→ **Activity**
An identical copy of every entry below is the required output.
══ Task inputs ══
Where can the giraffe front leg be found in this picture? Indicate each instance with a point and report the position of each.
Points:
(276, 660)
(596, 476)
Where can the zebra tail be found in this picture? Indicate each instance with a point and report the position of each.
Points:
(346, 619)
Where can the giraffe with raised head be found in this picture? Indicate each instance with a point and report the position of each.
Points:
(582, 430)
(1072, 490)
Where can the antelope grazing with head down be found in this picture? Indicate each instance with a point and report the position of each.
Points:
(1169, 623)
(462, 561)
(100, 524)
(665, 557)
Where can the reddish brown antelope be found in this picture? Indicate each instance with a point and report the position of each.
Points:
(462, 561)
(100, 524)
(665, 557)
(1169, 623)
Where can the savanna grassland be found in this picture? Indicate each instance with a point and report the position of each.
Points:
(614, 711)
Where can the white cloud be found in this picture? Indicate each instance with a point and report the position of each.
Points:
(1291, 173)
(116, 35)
═══
→ **Answer section**
Where can the giraffe front leg be found in this picture? Indicate each instance with a point and report the position of each.
Points:
(276, 660)
(596, 476)
Where can the zebra tail be found in this picture? Indicate each instance with a point and report the position of each.
Points:
(346, 619)
Where can the giraffe with raised head be found in this picture? Indicate each instance with a point and report the position of each.
Points:
(582, 430)
(1072, 490)
Where can the antelope grazing with head down be found in this picture? Indicate each instance with a point and report the position of each.
Points:
(1169, 623)
(462, 561)
(100, 524)
(665, 557)
Where can the reddish brown antelope be found in this picture? Indicate each instance with a point and report the position of each.
Points:
(462, 561)
(100, 524)
(665, 557)
(1169, 623)
Where can the savanna grassland be found in this picture? Indicate each instance with a point and report the position of each.
Points:
(614, 711)
Where can the white cloud be found in this picture? Indicate each instance with a point and report the position of each.
Points:
(1291, 173)
(116, 35)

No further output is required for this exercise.